--- BEGIN Source passage ---
RIO DE JANEIRO, BRAZIL – Dozens of workers build an industrial emporium in “model city Morazán”, one of at least three territories in Honduras authorized to function with their own laws and even their own police force. States within a state, rejected by the citizens.

Honduras’ version of charter cities, the Zones for Employment and Economic Development (ZEDE), are places designed to attract foreign investment and create jobs in a country where 70% of the population lives in poverty.

For civil society critics, they are areas that could serve as a refuge for fugitives from justice, evading national laws.

Articles 294, 303, and 329 of the Honduran Constitution and the ZEDE Organic Law allow the semi-autonomous jurisdiction to develop its own regulatory and administrative institutions. Reform or repeal of the ZEDE law needs two-thirds approval from the Honduran Congress.

Moreover, once a ZEDE’s population exceeds 100,000 inhabitants, the government has to hold a referendum on amendments.

Read also: Check out our coverage on Honduras

“They want to create states within the state of Honduras itself, to create new laws, new processes, new institutions,” opined the executive director of the independent National Anti-Corruption Council (CNA) Gabriela Castellanos.

Honduras Próspera in the Roatán ZEDE is offering limited presale reservations for housing units that will become a boutique hotel. (Photo internet reproduction)

According to her, “not only drug traffickers but also the corrupt” will be “protected” in these territories within Honduras.

The CNA, which brings together a large part of civil society, recently presented a citizens’ initiative before Congress to repeal the 2013 law that created the ZEDE.

WHAT ARE THEY, AND HOW DO THEY WORK?

The ZEDEs are promoted by President Juan Orlando Hernández and conceived as “extraterritorial fiscal and customs zones, different from those of the rest of the national territory.” Nationals and foreigners may invest in them.

They will be led by a Honduran technical secretary. According to the law, they will have to create their “internal security organs (…), including their own police”.

They will also have “autonomous courts” and will “collect their own taxes”. Although the Political Constitution prevails over it, “in what is applicable”.

For now, there are three under construction: one in Choloma (north), another in the paradisiacal Roatán -Bay Islands (Caribbean)- and the third in San Marcos de Colón (south). But seven coastal departments are open to investors, reports the government.

LEGAL FICTION

In Choloma, the “city of the maquilas”, 190 km north of the capital, Tegucigalpa, one of these large industrial emporiums, intended to export goods to the United States, is being built.

“The ZEDE in Choloma, before the law and before the municipal autonomy, does not exist,” because the owners “have not done any paperwork in the municipal corporation”, claims the city councilman of Choloma, Gustavo Mejía. Despite this, the work is moving forward.

About five years ago, when they announced “the construction of a large maquila, which was going to be the largest in Central America. I saved my vote [abstention] because they were going to destroy more than 10,000 trees,” Mejía complains.

The projects also imply the displacement of inhabitants from the areas destined for new buildings.

The powerful Honduran Council of Private Enterprise (Cohep) called on investors to abstain from participating in the ZEDE because the law “has vices of unconstitutionality”. “They are extraterritorial fiscal, and customs zones, different from the rest of the national territory,” and that is a “legal fiction,” Cohep sentenced.
--- END Source passage ---
--- BEGIN Entries provided ---
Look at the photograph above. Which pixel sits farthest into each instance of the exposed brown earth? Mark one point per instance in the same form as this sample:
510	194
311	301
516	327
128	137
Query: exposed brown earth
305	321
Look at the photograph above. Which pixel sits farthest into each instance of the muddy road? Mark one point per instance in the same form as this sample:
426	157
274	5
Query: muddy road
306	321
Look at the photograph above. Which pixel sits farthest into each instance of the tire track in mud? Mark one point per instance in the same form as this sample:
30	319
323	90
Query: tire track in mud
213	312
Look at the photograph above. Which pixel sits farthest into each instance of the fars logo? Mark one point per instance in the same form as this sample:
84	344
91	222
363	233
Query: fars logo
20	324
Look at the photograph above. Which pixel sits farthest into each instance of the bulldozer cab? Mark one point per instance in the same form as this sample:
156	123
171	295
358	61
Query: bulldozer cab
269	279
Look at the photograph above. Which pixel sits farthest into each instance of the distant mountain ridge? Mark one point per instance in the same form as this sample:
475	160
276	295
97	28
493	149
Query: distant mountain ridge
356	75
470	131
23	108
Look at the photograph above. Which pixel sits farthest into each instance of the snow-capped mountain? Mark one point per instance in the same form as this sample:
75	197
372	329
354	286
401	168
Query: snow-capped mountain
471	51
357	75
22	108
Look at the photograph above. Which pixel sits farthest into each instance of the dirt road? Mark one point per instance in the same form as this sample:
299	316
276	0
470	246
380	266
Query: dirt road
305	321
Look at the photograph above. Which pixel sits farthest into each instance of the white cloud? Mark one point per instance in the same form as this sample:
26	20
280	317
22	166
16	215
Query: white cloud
--- END Entries provided ---
# [Set exercise 1]
Retype the listing lines starting at the line that contains "of the dirt" and ending at the final line of the listing, with both of those lines included.
# [Set exercise 2]
Extend the text on Honduras' ZEDE zones, picking up right after its last sentence.

# [Result 1]
Look at the photograph above. Which pixel sits farthest into each instance of the dirt road? Mark one point per instance in the same form as this sample:
299	316
276	0
470	246
380	266
Query: dirt road
305	321
Look at the photograph above. Which pixel sits farthest into each instance of the white cloud? Mark one point per instance in the same form as this sample:
26	20
280	317
22	166
16	215
Query: white cloud

# [Result 2]
Business associations, professionals, and universities have published manifestos against this, and in different areas of the country have come out in protest demonstrations.

But for the presidential delegate for the ZEDE, Arnaldo Castillo, it is just “one more investment platform”. “It’s private property. The ZEDE investors are going to let in whoever they want, it is a piece of land they bought,” he specifies.

“The nation is not going to fragment, a piece of land cannot be taken away by anyone,” adds Castillo, who is a member of the State Committee for the Adoption of Best Practices of the ZEDE, which will supervise these organizations.

DRUG TRAFFICKING?

In San Marcos de Colón (south), a ZEDE is being built to grow chili peppers and tomatoes that will begin to be exported to the United States in October.

It began with 34 hectares and will increase to 158 in the next four years, where it will employ 2,600 workers.

“It’s going to be governed by Honduran law. Am I going to have my own Supreme Court? No. That’s a fallacy,” says American Victor Wilson, owner of AgroAlpha, a partner in the project.

“Is the narco going to need a ZEDE to set up narcolandia? Let’s be serious,” he assures. He adds that the Honduran police will always be able to enter, protected by the law.

But for CNA researcher Odir Fernandez, the ZEDE “could create regulations that ultimately prohibit or limit the extradition processes that we see in the country.”

President Hernandez, whose government ends in 2022, has been accused by a convicted drug trafficker in New York of having received his support to export drugs.

The president’s brother is serving a life sentence in the United States for the same crime. Although Hernandez assures that the accusations are lies from drug lords that his government helped extradite.

“The United States is not going to allow this to be a refuge [for drug traffickers], nor is it convenient for us as Honduras,” says presidential delegate Castillo.

The UN has made a “respectful call” to Honduras “to review the compatibility of the constitutional and legal framework of the ZEDE with its international obligations to respect and guarantee the exercise of human rights.”